▶ AVAILABLE RECORDS:
-------------------------
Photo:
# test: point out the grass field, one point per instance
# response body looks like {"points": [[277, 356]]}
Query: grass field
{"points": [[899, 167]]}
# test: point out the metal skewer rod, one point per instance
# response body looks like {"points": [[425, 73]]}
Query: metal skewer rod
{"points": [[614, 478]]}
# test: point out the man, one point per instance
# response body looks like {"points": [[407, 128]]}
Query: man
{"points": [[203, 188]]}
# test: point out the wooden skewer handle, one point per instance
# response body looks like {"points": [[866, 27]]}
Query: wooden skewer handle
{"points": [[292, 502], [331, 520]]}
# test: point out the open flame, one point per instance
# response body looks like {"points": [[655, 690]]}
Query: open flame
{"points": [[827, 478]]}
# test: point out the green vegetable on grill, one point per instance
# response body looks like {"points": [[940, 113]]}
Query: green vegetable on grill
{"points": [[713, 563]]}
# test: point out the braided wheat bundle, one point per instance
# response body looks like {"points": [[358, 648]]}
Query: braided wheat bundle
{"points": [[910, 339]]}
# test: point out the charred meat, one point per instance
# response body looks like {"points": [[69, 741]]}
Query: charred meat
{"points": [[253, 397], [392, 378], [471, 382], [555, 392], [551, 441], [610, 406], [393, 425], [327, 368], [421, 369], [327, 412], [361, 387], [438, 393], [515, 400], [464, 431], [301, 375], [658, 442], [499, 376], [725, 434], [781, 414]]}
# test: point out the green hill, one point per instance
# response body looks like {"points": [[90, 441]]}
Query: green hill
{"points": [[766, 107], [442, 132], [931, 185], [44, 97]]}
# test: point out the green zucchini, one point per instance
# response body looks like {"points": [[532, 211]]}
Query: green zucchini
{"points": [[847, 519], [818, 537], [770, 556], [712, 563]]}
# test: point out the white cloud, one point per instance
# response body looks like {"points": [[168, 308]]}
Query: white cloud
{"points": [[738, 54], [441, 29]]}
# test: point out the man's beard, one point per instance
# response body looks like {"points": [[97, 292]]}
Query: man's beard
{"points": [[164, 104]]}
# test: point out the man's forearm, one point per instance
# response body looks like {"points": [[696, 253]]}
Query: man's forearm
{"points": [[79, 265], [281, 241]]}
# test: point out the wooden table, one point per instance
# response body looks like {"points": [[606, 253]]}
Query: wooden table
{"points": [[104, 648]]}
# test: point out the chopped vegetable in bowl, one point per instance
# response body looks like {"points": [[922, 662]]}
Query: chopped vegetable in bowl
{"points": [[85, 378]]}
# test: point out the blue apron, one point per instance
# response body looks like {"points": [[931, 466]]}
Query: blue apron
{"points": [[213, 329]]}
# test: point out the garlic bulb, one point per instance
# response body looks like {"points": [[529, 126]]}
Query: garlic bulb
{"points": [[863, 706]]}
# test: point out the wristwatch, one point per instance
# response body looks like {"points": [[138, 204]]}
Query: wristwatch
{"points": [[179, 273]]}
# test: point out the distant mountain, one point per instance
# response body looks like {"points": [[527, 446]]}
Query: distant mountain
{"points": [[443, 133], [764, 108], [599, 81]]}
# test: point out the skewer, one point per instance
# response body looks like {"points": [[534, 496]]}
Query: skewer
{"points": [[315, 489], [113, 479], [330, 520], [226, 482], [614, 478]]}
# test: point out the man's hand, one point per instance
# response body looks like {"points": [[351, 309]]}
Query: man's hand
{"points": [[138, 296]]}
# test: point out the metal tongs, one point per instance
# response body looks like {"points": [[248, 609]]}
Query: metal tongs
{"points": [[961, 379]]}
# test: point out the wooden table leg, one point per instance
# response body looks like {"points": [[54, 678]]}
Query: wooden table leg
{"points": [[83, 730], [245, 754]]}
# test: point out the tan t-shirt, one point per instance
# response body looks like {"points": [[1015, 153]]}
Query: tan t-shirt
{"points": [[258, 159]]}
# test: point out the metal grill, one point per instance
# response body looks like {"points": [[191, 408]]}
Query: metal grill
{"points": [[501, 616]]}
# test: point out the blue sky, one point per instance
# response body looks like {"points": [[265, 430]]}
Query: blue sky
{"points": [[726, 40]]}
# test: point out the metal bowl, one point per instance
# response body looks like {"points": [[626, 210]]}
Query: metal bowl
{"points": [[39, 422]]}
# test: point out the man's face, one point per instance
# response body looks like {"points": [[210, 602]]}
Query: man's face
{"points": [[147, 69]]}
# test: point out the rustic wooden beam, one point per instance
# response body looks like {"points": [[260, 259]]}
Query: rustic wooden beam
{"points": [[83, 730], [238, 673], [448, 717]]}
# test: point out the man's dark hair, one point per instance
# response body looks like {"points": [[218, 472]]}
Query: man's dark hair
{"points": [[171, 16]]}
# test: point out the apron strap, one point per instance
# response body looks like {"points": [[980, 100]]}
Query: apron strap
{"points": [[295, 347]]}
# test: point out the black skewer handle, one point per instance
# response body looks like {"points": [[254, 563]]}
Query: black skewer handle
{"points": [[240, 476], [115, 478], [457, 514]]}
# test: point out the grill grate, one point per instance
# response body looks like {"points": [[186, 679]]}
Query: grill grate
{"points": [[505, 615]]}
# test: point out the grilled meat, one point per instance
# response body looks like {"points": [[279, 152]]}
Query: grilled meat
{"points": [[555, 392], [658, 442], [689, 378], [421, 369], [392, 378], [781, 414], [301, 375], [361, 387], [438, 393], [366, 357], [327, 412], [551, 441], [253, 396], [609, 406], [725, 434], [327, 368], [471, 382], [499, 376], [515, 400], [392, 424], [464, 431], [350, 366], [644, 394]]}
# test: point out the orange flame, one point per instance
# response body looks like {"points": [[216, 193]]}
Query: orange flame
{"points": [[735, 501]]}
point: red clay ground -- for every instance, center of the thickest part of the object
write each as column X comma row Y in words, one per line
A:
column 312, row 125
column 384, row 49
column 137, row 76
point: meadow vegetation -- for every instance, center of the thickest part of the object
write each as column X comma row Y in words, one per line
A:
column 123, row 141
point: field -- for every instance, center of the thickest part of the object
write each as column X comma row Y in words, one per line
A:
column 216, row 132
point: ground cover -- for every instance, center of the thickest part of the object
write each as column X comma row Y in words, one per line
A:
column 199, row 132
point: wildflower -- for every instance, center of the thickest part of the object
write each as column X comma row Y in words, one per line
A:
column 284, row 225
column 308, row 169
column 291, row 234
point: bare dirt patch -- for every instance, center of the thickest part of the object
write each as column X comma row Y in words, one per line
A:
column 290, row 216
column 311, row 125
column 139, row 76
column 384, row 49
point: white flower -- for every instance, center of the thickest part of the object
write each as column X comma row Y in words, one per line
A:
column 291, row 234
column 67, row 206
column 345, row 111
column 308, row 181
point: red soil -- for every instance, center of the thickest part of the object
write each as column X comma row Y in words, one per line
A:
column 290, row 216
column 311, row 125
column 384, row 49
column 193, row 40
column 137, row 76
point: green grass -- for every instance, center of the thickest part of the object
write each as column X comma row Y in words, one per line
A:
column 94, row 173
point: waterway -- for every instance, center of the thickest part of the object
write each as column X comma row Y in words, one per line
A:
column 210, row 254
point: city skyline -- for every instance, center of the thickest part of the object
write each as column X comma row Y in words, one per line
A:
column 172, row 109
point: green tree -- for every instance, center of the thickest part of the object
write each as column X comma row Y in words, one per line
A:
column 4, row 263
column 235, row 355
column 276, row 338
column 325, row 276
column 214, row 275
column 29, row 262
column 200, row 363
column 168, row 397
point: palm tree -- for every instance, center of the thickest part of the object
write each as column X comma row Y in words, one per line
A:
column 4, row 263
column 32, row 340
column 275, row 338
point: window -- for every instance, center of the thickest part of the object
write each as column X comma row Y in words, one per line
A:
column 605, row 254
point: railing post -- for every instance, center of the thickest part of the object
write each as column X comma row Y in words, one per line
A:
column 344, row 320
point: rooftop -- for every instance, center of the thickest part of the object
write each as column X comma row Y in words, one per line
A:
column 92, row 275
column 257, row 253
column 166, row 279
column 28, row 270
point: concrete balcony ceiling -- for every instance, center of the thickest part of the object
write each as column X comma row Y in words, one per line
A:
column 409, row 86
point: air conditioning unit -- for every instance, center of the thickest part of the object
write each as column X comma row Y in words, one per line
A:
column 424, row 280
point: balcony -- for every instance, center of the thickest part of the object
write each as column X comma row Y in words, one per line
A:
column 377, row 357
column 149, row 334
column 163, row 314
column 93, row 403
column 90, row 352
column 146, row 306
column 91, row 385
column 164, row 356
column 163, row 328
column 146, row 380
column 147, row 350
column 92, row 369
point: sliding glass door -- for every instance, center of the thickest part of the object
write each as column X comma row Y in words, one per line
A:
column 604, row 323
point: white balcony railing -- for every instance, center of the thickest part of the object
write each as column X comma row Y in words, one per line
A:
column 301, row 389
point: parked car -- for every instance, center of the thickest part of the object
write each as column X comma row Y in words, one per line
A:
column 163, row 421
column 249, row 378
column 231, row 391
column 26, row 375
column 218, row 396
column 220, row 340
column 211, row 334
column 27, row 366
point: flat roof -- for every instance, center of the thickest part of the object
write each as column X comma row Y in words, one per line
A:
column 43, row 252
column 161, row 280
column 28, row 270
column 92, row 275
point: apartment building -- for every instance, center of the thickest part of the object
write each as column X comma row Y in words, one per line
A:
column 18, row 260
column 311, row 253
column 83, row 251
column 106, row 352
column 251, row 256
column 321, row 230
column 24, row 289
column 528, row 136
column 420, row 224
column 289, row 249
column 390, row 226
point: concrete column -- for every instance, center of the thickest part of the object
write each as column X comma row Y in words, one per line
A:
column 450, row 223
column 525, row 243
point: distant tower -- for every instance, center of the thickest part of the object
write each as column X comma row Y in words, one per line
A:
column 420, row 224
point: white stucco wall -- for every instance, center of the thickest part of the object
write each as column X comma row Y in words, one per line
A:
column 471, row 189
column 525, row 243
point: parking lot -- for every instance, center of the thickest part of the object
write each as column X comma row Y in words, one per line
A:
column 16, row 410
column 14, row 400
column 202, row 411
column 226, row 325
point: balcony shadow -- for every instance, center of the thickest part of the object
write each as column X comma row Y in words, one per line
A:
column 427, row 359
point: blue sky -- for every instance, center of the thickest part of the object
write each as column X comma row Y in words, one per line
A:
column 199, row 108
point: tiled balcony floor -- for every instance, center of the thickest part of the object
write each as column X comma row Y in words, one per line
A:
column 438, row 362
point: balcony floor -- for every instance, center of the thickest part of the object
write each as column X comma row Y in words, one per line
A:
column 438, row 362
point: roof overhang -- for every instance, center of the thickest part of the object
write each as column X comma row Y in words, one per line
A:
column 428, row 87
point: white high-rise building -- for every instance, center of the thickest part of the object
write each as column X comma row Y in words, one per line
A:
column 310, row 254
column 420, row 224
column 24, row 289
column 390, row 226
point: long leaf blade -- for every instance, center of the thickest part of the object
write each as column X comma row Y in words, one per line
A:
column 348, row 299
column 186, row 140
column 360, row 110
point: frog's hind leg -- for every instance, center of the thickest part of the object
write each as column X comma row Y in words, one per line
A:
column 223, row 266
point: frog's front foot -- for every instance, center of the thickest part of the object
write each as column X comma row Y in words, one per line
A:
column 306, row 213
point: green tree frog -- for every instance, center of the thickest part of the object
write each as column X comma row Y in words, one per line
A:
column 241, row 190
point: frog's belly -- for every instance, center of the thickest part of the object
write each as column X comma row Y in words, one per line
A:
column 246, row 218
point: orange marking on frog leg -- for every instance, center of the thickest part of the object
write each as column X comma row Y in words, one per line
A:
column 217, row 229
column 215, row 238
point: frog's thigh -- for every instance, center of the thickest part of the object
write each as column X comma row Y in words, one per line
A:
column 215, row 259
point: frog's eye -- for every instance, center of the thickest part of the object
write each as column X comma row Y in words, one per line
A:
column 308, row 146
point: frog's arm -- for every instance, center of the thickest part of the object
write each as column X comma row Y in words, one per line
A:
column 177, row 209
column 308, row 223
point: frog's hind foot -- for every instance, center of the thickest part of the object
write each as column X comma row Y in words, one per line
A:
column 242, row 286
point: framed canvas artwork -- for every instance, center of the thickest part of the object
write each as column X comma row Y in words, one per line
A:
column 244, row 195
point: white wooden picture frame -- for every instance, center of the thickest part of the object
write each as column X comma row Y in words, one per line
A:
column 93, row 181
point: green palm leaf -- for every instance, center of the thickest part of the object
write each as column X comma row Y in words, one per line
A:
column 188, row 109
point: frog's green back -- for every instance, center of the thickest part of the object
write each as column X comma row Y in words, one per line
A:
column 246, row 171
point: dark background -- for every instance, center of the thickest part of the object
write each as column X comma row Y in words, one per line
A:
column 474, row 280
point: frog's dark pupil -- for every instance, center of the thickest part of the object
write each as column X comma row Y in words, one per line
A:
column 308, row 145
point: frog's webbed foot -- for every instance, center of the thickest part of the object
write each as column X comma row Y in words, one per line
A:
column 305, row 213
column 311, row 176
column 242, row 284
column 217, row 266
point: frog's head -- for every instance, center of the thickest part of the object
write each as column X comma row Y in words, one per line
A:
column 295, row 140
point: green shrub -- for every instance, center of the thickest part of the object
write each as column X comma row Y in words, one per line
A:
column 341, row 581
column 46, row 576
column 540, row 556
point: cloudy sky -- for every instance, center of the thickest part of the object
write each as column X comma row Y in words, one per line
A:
-------------------------
▶ WHAT TO WORK ON: Recast part of the listing as a Markdown table with an Index column for the row number and an Entry column for the line, skipping blank lines. Begin at the line that contains "point: green tree -- for" and stop after the line that contains "column 605, row 254".

▶ THE SOLUTION:
| Index | Entry |
|---|---|
| 1 | point: green tree -- for every instance, center of the thickest part of the object |
| 2 | write each as column X comma row Y in words, one per line |
| 3 | A: |
| 4 | column 4, row 263 |
| 5 | column 235, row 355 |
| 6 | column 276, row 338 |
| 7 | column 325, row 276 |
| 8 | column 214, row 275 |
| 9 | column 29, row 262 |
| 10 | column 200, row 363 |
| 11 | column 168, row 397 |
| 12 | point: palm tree -- for every instance, center of the thickest part of the object |
| 13 | write each as column X comma row Y in words, one per line |
| 14 | A: |
| 15 | column 4, row 263 |
| 16 | column 32, row 340 |
| 17 | column 275, row 338 |
| 18 | point: window -- for every instance, center of the thickest part of the object |
| 19 | write each as column X comma row Y in words, one per line |
| 20 | A: |
| 21 | column 605, row 254 |